WORK INSTRUCTION → Reproduce, word for word, the part of the lesson on Jira tickets and SLAs below that lies between "Everything is down." and "workflow is blocked.", inclusive.

SELECTED TEXT →
-=-=-=-=-

Every problem a client reports becomes a ticket. You live inside tickets as an L2 engineer. Today you learn how tickets are born, how they move, and how fast you need to respond.
Imagine you go to a hospital. You walk in and tell the receptionist your problem. They write it down, give you a token number, and a doctor is assigned to you. If your issue is really serious (like a heart attack) you skip the queue. If it's a small cut, you wait your turn.
Jira is that hospital system. Every client complaint = a ticket. Every ticket has a number, a status, and someone assigned to fix it. SLA is the rule that says "how fast must the doctor respond." A heart attack = respond in 2 minutes. A small cut = respond in 2 hours.
Jira is a tool companies use to track problems and tasks. When a client reports an issue — like "payments are failing" — someone creates a Jira ticket. That ticket tracks everything: what the problem is, who is working on it, what has been done, and whether it's fixed.
As an L2 support engineer, Jira is where your work lives. You'll open it every morning, see what tickets are assigned to you, and work through them one by one.
SLA = Service Level Agreement. It's basically a promise your company makes to the client: "We will respond to your problem within X hours." If you miss that promise, it's a breach — and that's a big deal in fintech. Clients can penalize your company for it.
Different severity levels have different SLA times. A system-down emergency has a much tighter SLA than a minor UI bug.
A ticket should never just sit there silently. Even if you don't have a fix yet, you must update the ticket with what you've tried, what you found, and what you're doing next. This is called adding comments to the ticket.
The client can see the ticket status. If it stays "Open" for 3 hours with no update, they get nervous. Keep it moving — even a comment like "Investigating, found the issue is in the Payments module" is better than silence.
Everything is down. No one can use the system. Real money is being affected right now. All hands on deck. Wake people up if needed.
A major feature is broken but the system is still partly working. For example, payments work but refunds are failing for all users.
Something is broken but it affects only some users or a non-critical feature. There's usually a workaround available.
Minor issues — a wrong label, a UI glitch, a small report formatting error. No one's workflow is blocked.

-=-=-=-=-

DATA →

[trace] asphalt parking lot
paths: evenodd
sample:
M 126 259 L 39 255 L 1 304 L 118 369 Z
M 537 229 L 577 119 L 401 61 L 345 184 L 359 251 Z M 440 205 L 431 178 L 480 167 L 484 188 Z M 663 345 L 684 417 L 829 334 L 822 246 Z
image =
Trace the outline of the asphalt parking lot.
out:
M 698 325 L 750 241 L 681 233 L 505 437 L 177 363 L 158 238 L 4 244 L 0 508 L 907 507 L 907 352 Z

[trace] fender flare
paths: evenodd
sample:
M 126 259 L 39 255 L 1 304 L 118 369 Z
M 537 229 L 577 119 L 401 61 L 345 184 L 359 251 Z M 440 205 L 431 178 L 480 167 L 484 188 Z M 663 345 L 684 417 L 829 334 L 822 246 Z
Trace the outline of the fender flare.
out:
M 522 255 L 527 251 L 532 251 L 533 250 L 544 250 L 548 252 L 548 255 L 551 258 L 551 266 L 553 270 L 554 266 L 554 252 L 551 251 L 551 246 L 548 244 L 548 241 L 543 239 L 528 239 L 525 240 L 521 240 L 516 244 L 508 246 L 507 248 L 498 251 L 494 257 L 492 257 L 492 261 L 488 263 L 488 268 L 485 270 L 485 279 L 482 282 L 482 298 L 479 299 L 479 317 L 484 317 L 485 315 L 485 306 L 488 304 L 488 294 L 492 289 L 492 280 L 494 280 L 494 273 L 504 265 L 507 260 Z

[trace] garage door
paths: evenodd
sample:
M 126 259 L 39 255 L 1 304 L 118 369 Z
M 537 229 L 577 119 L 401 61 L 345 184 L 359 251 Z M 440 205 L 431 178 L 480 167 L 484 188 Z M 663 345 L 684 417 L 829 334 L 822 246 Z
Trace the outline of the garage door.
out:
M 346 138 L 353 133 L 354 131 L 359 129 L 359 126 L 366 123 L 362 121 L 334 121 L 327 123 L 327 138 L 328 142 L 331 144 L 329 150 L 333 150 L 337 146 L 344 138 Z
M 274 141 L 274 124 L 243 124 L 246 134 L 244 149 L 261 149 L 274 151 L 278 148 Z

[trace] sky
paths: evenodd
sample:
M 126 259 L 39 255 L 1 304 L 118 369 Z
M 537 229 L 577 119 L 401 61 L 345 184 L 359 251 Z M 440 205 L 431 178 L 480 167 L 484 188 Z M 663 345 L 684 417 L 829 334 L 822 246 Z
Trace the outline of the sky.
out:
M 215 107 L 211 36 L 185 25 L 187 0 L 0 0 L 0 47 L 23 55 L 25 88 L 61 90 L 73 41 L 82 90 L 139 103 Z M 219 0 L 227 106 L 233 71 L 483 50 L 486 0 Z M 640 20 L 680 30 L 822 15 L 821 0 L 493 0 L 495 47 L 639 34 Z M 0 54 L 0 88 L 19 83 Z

-=-=-=-=-

RESULT BELOW →
Everything is down. No one can use the system. Real money is being affected right now. All hands on deck. Wake people up if needed.
A major feature is broken but the system is still partly working. For example, payments work but refunds are failing for all users.
Something is broken but it affects only some users or a non-critical feature. There's usually a workaround available.
Minor issues — a wrong label, a UI glitch, a small report formatting error. No one's workflow is blocked.